Please output exactly the run of lines that starts at the line with "Draw the outline of every instance of the blue" and ends at the last line of the records below.

----

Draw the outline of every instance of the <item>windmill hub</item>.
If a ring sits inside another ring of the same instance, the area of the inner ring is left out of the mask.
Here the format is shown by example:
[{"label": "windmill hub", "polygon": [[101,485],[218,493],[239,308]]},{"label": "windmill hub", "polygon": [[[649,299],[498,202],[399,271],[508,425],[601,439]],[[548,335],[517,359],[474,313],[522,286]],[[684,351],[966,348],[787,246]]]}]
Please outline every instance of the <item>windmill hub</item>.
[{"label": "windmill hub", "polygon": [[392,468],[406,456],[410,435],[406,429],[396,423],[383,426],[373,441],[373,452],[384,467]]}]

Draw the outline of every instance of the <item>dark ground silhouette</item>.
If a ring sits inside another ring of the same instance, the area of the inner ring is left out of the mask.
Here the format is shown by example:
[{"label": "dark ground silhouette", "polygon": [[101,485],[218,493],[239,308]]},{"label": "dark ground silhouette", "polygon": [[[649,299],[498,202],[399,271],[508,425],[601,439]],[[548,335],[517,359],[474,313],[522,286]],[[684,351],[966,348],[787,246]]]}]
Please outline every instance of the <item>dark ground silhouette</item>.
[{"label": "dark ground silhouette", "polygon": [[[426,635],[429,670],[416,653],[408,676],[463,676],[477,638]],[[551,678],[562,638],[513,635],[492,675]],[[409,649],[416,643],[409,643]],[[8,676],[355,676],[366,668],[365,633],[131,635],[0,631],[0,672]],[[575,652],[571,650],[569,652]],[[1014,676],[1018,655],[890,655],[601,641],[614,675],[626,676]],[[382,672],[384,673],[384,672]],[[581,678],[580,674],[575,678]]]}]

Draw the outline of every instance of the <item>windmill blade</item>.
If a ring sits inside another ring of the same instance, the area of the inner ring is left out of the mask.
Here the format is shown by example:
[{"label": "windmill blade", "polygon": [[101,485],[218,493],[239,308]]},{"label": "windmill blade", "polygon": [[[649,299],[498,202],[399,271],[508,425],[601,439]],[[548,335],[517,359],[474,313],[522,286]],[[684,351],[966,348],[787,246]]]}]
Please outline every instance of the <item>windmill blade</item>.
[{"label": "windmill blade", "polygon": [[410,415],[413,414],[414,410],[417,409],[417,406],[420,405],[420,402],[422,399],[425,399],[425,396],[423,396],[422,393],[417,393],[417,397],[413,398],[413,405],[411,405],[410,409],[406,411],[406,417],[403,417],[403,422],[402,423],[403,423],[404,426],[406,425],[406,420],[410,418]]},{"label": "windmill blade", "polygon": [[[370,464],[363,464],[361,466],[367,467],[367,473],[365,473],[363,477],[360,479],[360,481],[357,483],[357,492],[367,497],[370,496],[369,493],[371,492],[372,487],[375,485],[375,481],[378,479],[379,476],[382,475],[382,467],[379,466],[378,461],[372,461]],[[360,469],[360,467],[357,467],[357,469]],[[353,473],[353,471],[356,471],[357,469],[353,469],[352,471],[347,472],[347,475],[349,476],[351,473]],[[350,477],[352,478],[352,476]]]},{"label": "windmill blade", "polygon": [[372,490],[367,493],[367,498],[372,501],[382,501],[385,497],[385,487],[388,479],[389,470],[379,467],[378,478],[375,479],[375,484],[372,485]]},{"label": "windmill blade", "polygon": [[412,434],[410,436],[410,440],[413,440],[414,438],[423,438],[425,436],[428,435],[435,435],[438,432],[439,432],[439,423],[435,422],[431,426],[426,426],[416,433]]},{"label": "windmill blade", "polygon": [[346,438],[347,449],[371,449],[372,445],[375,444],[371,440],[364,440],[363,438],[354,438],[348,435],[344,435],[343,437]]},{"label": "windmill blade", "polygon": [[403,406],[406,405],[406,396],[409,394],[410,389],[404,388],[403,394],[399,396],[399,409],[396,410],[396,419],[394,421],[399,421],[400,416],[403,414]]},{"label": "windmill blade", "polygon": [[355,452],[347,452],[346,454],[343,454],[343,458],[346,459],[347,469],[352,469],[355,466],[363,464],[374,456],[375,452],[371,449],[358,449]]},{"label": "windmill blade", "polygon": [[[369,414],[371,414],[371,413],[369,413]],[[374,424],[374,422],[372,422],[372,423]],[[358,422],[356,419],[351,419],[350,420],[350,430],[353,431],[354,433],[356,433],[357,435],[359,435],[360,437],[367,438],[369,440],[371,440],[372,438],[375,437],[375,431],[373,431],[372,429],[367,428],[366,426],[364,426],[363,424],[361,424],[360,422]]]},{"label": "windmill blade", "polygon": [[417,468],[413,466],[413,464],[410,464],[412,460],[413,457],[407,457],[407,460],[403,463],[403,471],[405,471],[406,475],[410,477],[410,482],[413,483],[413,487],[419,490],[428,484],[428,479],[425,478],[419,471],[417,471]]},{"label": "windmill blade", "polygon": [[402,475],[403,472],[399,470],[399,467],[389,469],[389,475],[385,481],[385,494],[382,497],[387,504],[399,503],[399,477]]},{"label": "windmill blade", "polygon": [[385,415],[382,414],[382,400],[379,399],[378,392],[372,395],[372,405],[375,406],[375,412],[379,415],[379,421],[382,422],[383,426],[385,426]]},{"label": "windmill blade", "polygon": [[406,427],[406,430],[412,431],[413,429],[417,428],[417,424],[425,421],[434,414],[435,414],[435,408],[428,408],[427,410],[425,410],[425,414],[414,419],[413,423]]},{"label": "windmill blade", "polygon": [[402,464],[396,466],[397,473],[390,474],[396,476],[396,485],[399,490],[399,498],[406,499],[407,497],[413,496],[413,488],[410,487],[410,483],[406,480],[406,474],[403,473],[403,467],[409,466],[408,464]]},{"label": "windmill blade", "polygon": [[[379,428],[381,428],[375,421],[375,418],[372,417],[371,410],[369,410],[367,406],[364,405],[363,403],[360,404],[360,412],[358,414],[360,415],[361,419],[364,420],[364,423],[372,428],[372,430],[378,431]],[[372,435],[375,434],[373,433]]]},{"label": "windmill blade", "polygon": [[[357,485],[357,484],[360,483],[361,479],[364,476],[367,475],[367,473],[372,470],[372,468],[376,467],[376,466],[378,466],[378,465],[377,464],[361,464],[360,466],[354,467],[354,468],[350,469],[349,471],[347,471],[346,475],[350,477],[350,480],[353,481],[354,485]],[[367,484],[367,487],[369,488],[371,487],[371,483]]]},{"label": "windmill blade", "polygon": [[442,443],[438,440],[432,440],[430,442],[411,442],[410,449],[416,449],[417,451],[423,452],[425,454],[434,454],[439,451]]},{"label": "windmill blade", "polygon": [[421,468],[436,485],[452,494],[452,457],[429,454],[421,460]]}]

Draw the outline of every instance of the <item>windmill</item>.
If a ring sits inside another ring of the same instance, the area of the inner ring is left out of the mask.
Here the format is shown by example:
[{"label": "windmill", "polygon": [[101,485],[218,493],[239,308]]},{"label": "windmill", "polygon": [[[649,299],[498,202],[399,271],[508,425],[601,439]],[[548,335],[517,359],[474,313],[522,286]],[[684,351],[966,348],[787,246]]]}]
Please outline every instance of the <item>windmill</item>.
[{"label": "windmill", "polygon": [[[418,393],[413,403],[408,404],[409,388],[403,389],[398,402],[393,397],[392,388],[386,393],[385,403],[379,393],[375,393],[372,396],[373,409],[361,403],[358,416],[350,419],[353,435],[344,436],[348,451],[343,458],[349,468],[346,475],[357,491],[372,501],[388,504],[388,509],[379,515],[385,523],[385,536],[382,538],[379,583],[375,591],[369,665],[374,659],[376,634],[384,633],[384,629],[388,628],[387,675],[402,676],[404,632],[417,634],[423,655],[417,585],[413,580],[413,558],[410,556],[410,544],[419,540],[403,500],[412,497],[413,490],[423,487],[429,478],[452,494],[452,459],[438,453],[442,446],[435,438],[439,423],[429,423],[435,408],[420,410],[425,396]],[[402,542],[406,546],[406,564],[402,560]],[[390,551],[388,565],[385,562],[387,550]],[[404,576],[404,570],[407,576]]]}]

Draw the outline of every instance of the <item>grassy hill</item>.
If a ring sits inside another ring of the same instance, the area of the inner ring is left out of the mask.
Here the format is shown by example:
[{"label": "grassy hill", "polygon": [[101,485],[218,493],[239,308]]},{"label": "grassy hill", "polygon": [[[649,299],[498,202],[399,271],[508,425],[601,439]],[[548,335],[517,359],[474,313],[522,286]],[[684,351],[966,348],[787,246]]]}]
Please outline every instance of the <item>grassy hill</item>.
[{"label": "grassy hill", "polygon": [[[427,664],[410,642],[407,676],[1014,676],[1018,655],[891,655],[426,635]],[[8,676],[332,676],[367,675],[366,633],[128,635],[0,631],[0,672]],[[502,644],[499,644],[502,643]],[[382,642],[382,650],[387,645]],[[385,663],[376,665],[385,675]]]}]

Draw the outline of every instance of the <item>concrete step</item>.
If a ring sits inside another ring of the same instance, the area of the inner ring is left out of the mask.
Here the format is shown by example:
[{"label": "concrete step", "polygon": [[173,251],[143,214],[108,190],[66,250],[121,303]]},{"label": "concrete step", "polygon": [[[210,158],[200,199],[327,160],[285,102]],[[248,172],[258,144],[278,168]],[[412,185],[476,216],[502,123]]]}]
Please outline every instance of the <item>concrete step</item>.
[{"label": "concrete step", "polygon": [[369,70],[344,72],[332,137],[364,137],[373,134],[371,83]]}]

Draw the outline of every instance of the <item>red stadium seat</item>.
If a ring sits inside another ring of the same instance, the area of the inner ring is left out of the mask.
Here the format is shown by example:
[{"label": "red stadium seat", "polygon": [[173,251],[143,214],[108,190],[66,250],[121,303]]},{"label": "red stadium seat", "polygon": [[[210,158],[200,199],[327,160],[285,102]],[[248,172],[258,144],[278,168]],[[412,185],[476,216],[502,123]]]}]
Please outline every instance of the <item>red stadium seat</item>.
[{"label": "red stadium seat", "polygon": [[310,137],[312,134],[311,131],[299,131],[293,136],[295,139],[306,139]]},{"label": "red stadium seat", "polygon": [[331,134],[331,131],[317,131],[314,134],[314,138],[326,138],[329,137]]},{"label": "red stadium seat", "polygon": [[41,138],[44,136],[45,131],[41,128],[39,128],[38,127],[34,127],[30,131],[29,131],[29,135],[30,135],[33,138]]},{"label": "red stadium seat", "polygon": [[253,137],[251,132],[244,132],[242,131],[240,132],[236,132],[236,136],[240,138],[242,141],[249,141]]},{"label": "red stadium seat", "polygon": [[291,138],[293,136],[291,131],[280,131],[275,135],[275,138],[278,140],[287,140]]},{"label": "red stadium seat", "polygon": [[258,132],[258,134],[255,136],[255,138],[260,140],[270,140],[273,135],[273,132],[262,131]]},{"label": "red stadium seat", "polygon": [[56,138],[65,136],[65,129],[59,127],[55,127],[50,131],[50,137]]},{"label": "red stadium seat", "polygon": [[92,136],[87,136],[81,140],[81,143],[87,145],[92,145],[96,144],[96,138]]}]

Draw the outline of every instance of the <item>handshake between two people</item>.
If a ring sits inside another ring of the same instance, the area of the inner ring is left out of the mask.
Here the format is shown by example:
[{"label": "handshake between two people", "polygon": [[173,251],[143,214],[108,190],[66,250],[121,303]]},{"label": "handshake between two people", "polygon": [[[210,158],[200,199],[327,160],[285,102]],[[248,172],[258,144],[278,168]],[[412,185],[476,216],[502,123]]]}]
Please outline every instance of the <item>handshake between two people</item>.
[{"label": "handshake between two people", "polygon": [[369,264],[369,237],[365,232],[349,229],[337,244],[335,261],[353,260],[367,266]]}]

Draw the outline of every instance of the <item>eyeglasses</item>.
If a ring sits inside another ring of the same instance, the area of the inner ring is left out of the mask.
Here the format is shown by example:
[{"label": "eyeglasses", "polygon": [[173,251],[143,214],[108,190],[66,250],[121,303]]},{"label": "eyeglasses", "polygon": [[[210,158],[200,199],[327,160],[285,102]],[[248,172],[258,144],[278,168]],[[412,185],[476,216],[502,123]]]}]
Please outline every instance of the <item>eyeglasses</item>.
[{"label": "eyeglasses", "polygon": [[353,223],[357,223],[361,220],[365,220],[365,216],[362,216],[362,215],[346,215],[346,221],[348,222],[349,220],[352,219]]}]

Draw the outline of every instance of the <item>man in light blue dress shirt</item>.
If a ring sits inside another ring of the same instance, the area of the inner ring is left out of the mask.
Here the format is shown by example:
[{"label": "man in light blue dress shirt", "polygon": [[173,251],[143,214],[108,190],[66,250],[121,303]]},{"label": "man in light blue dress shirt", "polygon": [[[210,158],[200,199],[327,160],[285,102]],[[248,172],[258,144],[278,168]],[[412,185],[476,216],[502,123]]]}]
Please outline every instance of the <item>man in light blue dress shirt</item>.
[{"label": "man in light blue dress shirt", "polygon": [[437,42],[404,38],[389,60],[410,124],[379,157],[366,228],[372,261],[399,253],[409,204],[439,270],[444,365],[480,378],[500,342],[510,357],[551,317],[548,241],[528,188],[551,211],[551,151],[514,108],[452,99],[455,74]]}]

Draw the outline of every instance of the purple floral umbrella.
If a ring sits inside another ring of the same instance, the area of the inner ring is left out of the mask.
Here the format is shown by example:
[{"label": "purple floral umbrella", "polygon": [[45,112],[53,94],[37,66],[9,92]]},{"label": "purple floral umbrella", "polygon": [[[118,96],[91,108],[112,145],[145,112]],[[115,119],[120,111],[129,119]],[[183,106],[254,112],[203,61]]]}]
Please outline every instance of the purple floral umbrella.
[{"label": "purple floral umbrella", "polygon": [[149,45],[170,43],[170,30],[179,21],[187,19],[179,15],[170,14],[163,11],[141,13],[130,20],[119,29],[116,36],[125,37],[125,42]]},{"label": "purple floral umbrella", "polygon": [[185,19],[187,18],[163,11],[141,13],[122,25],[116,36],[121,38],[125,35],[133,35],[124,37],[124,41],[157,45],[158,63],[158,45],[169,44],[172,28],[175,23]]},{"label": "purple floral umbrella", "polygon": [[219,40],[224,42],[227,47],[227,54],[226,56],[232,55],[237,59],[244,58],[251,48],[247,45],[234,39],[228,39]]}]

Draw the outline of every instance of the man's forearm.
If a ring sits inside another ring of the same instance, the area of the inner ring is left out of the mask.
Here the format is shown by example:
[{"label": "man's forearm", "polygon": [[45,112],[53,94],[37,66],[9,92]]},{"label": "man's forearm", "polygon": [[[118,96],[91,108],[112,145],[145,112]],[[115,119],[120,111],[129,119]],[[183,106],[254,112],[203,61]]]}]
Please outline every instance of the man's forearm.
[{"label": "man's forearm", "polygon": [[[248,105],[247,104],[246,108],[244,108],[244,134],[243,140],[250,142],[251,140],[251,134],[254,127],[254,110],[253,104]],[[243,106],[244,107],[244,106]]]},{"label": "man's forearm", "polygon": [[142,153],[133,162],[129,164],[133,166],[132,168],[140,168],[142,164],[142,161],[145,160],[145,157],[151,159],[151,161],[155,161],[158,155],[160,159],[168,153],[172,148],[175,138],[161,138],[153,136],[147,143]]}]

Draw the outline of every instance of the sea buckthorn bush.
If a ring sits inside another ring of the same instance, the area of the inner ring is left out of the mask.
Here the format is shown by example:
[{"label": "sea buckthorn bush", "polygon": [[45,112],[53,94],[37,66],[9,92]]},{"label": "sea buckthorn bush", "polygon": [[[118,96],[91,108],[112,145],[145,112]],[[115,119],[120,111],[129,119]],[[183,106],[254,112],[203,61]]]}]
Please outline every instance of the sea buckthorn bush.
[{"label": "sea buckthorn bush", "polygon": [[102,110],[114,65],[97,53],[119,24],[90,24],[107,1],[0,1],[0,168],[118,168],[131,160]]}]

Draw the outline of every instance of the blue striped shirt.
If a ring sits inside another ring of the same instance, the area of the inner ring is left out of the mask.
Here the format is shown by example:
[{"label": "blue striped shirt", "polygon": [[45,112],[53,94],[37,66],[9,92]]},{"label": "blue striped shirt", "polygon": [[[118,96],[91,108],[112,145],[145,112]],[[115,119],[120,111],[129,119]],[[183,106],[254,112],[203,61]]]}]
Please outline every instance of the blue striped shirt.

----

• _Task result_
Draw the outline of every instance of the blue striped shirt.
If a ring sits inside another ring of the same instance, the area of the inner ring is left out of the mask.
Here the format is shown by example:
[{"label": "blue striped shirt", "polygon": [[45,112],[53,94],[37,66],[9,92]]},{"label": "blue striped shirt", "polygon": [[[118,96],[91,108],[112,145],[145,112]],[[115,119],[120,111],[129,119]],[[183,106],[254,112],[203,61]]]}]
Please outline every instance of the blue striped shirt.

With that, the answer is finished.